Here's the initial memory map:

Offset	Contains	Notes
0	lit call nop nop	Compiled by Naje
1	Pointer to main entry point	Compiled by Naje
2	Dictionary
3	Heap

Naje, the Nga assembler, compiles the initial instructions automatically. Muri does not, so provide this here.

i liju....
d -1

The two variables need to be declared next, so:

: Dictionary
r 9999

: Heap
d 1536

: Version
d 201802

Both of these are pointers. Dictionary points to the most recent dictionary entry. (See the Dictionary section at the end of this file.) Heap points to the next free memory address. This is hard coded to an address beyond the end of the Rx kernel. It'll be fine tuned as development progresses. See the Interpreter & Compiler section for more on this.

▶ _PROBLEM TO SOLVE_
Rewrite the stretch of the memory map passage that opens with "The two variables" and closes with "more on this.", swapping "Heap" for "Here" wherever it occurs. The entries that come next have no connection to the memory map passage.

▶ _DATA SECTION_
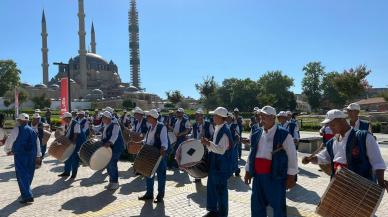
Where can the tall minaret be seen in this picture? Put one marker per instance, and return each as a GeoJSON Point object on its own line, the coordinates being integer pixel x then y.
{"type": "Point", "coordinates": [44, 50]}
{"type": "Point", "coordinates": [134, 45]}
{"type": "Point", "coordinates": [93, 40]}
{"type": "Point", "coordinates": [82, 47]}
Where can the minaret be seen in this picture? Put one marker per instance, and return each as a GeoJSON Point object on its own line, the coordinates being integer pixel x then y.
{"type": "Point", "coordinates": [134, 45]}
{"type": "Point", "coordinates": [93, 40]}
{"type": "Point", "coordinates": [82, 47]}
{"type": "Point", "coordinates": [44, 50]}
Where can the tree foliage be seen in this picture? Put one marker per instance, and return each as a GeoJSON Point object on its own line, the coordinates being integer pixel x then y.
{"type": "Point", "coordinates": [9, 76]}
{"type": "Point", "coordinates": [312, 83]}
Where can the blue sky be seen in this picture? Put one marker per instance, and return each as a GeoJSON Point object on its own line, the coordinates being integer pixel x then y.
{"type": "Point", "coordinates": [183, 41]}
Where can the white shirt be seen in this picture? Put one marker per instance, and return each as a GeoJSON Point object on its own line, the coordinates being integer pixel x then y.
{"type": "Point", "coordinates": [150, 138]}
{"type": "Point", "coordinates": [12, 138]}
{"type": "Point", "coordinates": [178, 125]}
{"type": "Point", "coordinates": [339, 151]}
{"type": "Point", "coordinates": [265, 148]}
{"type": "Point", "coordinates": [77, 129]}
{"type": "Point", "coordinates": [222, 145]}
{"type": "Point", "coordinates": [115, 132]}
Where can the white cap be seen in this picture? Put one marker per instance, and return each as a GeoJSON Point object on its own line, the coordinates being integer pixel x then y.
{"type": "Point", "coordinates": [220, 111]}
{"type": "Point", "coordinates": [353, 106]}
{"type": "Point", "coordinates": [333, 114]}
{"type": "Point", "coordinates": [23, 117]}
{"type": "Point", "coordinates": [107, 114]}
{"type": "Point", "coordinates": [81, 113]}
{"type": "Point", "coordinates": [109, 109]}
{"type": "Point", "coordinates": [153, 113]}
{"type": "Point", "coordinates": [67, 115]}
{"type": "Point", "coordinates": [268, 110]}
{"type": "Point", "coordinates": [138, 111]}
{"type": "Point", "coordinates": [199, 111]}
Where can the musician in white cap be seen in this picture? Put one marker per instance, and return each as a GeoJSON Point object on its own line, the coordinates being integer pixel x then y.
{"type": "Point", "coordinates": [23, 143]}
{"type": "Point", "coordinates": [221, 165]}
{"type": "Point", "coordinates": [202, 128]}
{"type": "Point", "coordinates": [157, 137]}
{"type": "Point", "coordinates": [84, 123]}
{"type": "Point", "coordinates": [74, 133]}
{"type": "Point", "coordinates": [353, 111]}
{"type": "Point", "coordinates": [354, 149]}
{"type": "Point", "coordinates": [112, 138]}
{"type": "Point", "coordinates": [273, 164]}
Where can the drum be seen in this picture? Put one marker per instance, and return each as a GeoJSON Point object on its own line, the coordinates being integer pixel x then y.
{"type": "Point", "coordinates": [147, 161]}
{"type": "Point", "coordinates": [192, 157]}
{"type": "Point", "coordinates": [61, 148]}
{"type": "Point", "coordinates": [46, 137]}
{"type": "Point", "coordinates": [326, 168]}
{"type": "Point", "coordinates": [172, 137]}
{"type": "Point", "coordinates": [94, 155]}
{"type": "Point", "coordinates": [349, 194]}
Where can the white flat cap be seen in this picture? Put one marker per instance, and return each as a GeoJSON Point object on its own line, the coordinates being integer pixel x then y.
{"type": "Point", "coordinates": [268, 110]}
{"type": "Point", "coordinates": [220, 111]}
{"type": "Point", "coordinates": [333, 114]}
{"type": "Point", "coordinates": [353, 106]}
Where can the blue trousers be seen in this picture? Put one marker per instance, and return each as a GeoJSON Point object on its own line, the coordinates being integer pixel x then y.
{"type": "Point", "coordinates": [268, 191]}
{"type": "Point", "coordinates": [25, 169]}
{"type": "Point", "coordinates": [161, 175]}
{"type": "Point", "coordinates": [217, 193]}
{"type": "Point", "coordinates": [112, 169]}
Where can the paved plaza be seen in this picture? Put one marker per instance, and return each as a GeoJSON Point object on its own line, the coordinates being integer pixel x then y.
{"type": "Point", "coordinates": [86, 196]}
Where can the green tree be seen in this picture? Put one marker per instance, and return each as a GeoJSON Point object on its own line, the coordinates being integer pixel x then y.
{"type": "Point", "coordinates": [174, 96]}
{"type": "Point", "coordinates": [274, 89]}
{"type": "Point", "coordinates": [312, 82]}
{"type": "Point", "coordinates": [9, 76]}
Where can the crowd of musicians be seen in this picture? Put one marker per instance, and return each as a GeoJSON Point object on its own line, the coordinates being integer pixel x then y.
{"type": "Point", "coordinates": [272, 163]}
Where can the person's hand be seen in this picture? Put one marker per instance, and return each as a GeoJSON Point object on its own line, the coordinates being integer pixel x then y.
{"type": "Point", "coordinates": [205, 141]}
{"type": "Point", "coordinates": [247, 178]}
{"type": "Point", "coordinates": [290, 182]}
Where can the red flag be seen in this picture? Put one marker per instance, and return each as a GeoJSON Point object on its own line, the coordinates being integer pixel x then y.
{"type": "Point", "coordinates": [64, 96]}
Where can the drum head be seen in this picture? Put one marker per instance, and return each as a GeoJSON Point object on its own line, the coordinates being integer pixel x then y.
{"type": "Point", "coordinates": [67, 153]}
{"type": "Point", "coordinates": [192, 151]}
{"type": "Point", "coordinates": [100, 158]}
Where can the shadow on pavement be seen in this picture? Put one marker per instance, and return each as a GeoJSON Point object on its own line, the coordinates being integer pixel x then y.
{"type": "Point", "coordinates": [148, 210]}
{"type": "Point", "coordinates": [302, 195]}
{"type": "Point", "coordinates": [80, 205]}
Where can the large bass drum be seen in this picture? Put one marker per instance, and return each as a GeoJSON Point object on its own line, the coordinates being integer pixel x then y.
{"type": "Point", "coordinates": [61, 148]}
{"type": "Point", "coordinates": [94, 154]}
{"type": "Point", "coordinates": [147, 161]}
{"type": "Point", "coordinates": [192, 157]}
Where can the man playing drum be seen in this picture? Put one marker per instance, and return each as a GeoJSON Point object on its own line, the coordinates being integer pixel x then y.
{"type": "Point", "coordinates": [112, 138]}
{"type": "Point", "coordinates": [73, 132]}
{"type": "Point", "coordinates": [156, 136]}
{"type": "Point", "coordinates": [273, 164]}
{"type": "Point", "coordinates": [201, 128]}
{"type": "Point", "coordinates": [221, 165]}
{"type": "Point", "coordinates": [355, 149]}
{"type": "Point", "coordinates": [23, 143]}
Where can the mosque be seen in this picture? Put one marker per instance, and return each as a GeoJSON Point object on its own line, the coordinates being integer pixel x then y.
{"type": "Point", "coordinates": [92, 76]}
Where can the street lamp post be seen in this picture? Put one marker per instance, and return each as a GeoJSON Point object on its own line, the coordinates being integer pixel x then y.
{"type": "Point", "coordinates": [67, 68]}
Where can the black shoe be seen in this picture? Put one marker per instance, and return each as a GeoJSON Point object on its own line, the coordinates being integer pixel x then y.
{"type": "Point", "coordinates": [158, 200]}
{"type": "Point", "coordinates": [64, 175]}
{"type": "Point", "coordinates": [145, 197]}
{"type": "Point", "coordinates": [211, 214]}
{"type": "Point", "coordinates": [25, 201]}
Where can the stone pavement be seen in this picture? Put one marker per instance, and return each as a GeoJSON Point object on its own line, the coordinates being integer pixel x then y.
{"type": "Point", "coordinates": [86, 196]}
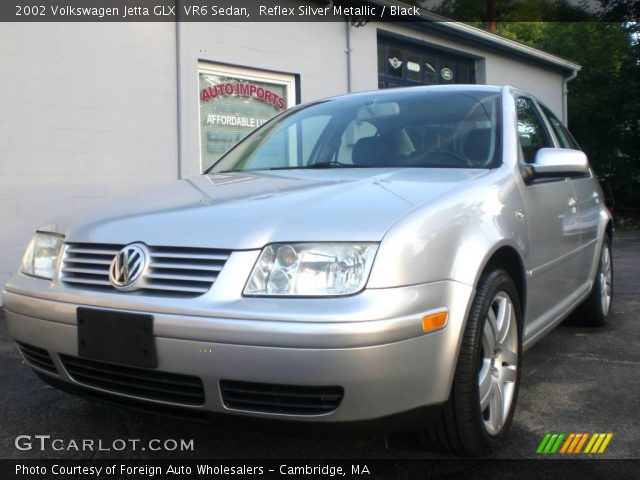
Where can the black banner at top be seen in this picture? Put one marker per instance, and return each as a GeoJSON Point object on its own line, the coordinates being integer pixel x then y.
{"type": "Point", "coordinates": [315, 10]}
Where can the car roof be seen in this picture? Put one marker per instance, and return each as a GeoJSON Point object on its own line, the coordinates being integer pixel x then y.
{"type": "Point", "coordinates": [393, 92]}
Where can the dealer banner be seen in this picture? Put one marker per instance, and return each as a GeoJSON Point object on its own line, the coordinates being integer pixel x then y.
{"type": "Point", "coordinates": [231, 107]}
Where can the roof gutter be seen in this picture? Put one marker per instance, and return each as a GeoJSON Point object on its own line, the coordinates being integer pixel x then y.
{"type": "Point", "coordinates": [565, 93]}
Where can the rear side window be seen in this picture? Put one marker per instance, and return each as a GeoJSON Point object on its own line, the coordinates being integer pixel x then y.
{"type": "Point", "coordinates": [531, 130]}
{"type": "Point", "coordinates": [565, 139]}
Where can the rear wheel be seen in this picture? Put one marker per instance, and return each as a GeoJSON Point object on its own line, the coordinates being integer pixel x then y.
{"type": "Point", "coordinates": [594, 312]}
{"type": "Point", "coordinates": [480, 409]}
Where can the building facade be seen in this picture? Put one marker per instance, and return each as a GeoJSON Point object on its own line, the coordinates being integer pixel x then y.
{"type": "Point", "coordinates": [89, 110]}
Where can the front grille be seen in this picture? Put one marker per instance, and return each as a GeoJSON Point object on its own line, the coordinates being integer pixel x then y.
* * *
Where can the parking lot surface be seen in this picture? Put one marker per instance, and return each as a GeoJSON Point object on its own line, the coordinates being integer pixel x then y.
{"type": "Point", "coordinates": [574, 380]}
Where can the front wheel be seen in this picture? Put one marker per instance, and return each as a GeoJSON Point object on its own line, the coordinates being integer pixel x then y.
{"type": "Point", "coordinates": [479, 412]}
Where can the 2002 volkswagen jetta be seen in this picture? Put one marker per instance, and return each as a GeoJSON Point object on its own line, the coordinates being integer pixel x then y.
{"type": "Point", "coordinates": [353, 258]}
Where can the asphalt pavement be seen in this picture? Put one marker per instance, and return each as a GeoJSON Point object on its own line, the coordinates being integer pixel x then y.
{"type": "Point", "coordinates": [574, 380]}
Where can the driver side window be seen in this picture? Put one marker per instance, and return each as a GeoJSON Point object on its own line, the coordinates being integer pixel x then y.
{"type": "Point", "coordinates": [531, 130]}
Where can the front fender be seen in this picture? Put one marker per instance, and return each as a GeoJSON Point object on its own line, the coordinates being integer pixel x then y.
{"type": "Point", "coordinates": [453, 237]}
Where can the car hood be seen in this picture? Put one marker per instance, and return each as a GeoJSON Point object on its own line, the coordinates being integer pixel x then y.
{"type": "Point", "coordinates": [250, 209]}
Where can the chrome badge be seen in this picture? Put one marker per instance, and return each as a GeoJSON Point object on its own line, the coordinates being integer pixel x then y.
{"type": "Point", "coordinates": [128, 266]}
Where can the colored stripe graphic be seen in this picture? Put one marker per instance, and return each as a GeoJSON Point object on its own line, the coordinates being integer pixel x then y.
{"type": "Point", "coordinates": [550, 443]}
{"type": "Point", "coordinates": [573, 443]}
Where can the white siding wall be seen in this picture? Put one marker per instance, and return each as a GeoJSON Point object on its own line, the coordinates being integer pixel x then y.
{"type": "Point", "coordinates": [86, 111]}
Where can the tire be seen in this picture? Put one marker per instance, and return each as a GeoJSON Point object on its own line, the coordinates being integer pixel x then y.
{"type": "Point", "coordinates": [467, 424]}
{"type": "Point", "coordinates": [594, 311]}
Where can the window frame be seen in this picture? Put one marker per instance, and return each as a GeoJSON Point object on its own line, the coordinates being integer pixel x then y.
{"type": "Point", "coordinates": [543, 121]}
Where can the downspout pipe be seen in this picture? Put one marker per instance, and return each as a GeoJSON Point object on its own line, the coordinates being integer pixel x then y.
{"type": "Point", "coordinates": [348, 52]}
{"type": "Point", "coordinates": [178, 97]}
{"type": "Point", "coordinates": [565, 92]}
--
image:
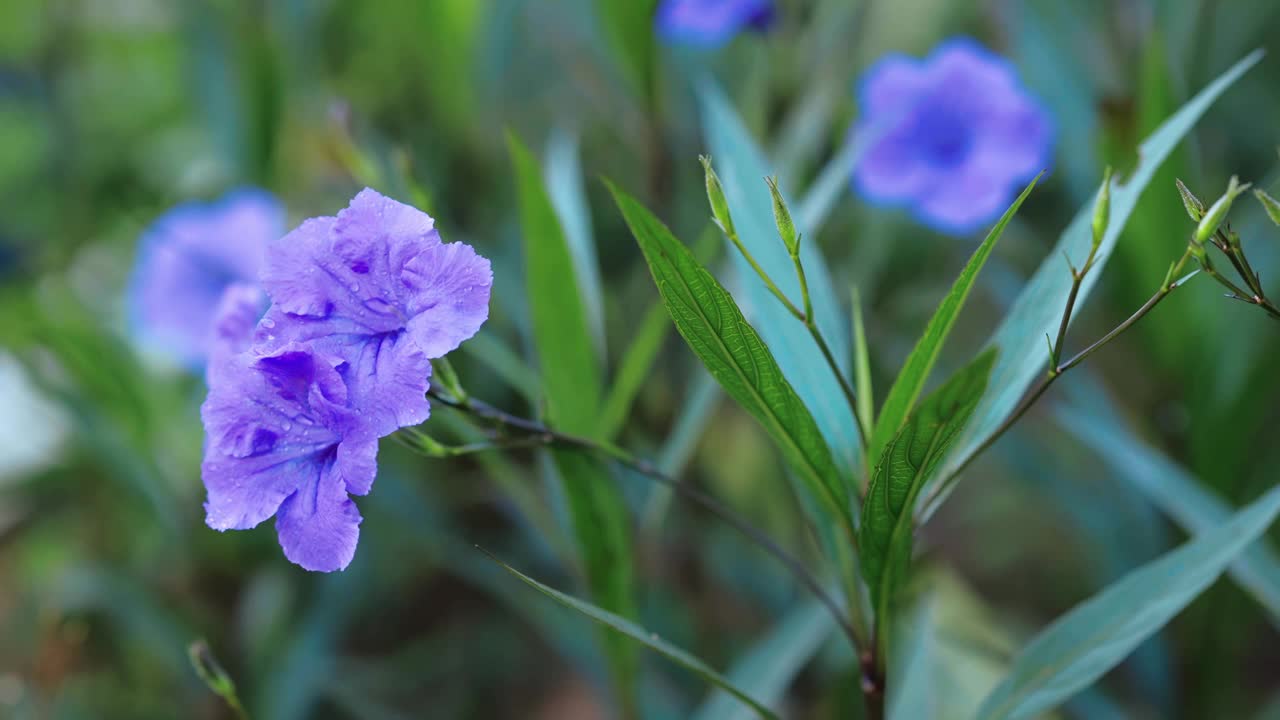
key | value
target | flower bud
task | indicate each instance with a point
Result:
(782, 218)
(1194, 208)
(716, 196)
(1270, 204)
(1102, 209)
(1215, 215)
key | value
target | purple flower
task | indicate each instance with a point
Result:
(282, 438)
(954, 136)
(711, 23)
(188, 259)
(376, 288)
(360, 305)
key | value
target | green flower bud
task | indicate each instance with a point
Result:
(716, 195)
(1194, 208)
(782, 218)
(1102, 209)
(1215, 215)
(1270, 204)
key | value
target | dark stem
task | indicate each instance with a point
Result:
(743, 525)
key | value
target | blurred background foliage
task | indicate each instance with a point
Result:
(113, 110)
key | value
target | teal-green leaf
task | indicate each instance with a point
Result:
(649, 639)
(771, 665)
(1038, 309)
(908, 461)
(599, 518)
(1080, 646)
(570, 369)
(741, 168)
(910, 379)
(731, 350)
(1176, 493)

▶ _EXERCISE ANSWER_
The two variables need to be declared next, so:

: Dictionary
r 9999

: Here
d 1536

: Version
d 201802

Both of these are pointers. Dictionary points to the most recent dictionary entry. (See the Dictionary section at the end of this file.) Here points to the next free memory address. This is hard coded to an address beyond the end of the Rx kernel. It'll be fine tuned as development progresses. See the Interpreter & Compiler section for more on this.